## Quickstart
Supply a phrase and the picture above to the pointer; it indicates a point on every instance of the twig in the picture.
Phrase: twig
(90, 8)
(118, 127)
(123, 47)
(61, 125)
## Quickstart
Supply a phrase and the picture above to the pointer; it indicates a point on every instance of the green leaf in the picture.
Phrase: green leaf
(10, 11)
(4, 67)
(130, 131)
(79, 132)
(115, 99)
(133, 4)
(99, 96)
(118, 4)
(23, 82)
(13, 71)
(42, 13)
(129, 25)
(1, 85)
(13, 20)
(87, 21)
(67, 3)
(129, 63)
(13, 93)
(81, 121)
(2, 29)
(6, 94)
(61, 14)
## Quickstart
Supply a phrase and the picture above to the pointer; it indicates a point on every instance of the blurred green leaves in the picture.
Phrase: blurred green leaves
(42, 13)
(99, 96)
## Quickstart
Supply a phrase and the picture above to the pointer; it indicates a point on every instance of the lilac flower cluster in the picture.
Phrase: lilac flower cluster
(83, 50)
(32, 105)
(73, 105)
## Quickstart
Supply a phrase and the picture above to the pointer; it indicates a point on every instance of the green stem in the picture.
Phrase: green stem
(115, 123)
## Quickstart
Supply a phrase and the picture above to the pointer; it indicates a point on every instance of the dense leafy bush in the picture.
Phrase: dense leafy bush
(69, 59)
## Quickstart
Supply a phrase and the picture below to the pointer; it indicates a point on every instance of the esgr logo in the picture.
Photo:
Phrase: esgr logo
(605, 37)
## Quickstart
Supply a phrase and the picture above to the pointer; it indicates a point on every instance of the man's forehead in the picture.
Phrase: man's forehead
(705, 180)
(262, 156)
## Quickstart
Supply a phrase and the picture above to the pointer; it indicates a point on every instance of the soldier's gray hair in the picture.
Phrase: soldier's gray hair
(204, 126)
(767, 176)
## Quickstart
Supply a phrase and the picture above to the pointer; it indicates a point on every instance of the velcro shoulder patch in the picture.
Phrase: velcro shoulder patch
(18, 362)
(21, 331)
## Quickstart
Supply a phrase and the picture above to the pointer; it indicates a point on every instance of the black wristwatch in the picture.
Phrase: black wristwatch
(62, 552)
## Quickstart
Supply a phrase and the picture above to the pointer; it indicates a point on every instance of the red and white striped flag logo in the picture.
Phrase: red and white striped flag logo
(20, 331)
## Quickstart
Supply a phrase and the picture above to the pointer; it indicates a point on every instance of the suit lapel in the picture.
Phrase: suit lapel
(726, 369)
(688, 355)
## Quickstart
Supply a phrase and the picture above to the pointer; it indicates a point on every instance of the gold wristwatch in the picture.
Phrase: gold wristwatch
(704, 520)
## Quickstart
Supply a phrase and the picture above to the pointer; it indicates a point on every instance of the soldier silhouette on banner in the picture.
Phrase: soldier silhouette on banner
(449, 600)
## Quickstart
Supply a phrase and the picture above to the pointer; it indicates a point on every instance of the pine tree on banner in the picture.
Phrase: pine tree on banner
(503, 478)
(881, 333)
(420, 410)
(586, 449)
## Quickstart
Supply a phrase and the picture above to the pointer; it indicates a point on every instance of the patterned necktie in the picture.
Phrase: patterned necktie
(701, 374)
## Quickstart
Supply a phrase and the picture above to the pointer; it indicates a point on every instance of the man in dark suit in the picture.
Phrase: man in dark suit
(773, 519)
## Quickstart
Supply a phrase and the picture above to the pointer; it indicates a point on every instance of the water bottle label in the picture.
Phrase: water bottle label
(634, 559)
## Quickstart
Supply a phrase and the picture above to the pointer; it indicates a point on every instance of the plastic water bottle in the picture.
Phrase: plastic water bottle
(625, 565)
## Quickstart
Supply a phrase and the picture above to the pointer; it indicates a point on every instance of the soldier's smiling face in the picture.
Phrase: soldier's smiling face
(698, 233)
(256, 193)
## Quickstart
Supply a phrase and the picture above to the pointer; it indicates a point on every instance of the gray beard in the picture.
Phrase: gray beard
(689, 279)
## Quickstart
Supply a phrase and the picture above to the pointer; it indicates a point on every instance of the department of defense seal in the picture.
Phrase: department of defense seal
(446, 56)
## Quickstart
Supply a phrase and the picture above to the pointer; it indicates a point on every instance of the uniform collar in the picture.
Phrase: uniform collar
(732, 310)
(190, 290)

◇ ◇ ◇ ◇ ◇ ◇ ◇

Aim
Return every line exactly.

Result
## Quickstart
Supply a phrase and the picture above to the pointer; it indicates a point on every instance of the twig in the picture.
Phrase: twig
(90, 8)
(118, 127)
(123, 47)
(61, 125)
## Quickstart
Supply a phrase and the picture above to the pointer; it indicates a point on every instance of the green leaf in the picture.
Phrase: green leaf
(10, 11)
(4, 67)
(130, 131)
(79, 132)
(115, 99)
(133, 4)
(99, 96)
(118, 4)
(23, 82)
(13, 71)
(42, 13)
(129, 25)
(1, 85)
(13, 20)
(87, 21)
(67, 3)
(129, 63)
(13, 93)
(81, 121)
(2, 29)
(6, 94)
(61, 14)
## Quickstart
Supply a phrase and the picture above to the pointer; it indicates a point on every instance of the blurred green leaves in the picture.
Phrase: blurred green leaves
(42, 13)
(99, 96)
## Quickstart
Supply a phrase and the picture above to the pointer; it indicates a point on every instance of the lilac flower cluster in the picture.
Phrase: lilac flower cluster
(83, 50)
(32, 105)
(73, 105)
## Quickstart
Supply a phrase and the picture above to the pointer; it indicates a point on every instance of the green stem in the picture.
Phrase: green stem
(115, 123)
## Quickstart
Supply a phrase and the picture above to the pointer; it indicates a point on every instance of the dense leafy bush in the picture.
Phrase: dense leafy bush
(69, 59)
## Quickstart
Supply a phrase and the picture below to the pointer; it indicates a point on every instance of the esgr logo in the picture.
Photo:
Phrase: esgr logo
(605, 37)
## Quickstart
Supply a phrase and the picture above to the pointer; it indicates a point on every instance of the man's forehead in the picture.
Phrase: man's forehead
(705, 180)
(262, 156)
## Quickstart
Supply a phrase and the picture above to the pointer; it indicates a point on every instance of the soldier's gray hair in the picture.
Phrase: soldier's gray hair
(204, 126)
(767, 176)
## Quickstart
Supply a phrase and the picture above to the pointer; it indicates a point on every instance of the velcro shoulder patch in the picture.
Phrase: velcro shoulder patch
(18, 362)
(21, 331)
## Quickstart
Supply a phrase and the picture above to the pointer; it indicates a point on every instance of the black wristwatch in the picture.
Phrase: black wristwatch
(62, 552)
## Quickstart
Supply a phrase and the picture above to the pointer; it indicates a point on every instance of the red and white striped flag logo in the picture.
Phrase: red and white striped flag logo
(20, 331)
## Quickstart
Supply a phrase and the picture above to the pointer; it indicates a point on every instance of the suit lapel in the picture.
Phrase: suit lapel
(726, 369)
(688, 355)
## Quickstart
Supply a phrase and the picture above to the pointer; it indicates a point on every instance of the gold wristwatch in the picture.
Phrase: gold wristwatch
(704, 520)
## Quickstart
Supply a phrase and the picture above to the pointer; it indicates a point on every instance of the soldier silhouette on banner in the picture.
Phrase: soldier silhouette on banner
(449, 600)
## Quickstart
Supply a phrase and the picture above to the pointer; it indicates a point on every instance of the pine tree on banner in the picture.
Phrase: pine tree on banner
(503, 478)
(881, 333)
(420, 410)
(586, 449)
## Quickstart
Supply a phrase and the picture above to the pointer; it indicates a point on every instance of the patterned necktie in the picture.
Phrase: patterned necktie
(701, 374)
## Quickstart
Supply a phrase and the picture above to the pointer; it indicates a point on every instance of the man in dark suit in the picture.
Phrase: man in dark suit
(773, 519)
## Quickstart
Supply a phrase and the picture above to the pointer; it indicates a point on every instance of the water bottle label in the picture.
Phrase: water bottle label
(634, 559)
## Quickstart
Supply a phrase and the picture above to the pointer; it indicates a point on every instance of the plastic water bottle in the picture.
Phrase: plastic water bottle
(625, 565)
## Quickstart
Supply a phrase and the picture above to the pointer; it indicates a point on every instance of the soldier's smiling face in the picture.
Phrase: soldier's smiling face
(698, 233)
(256, 193)
## Quickstart
Supply a phrase and the picture above to the pointer; it indicates a point on every instance of the gray beard in the picture.
Phrase: gray beard
(689, 279)
## Quickstart
Supply a phrase and the picture above to the pointer; it indicates a point on every instance of the department of defense seal in the picture.
Phrase: department of defense seal
(446, 56)
## Quickstart
Supply a phrase and the picture above to the pointer; it indicates a point on every instance of the uniform collar in the picture.
Phrase: uniform collar
(732, 310)
(190, 290)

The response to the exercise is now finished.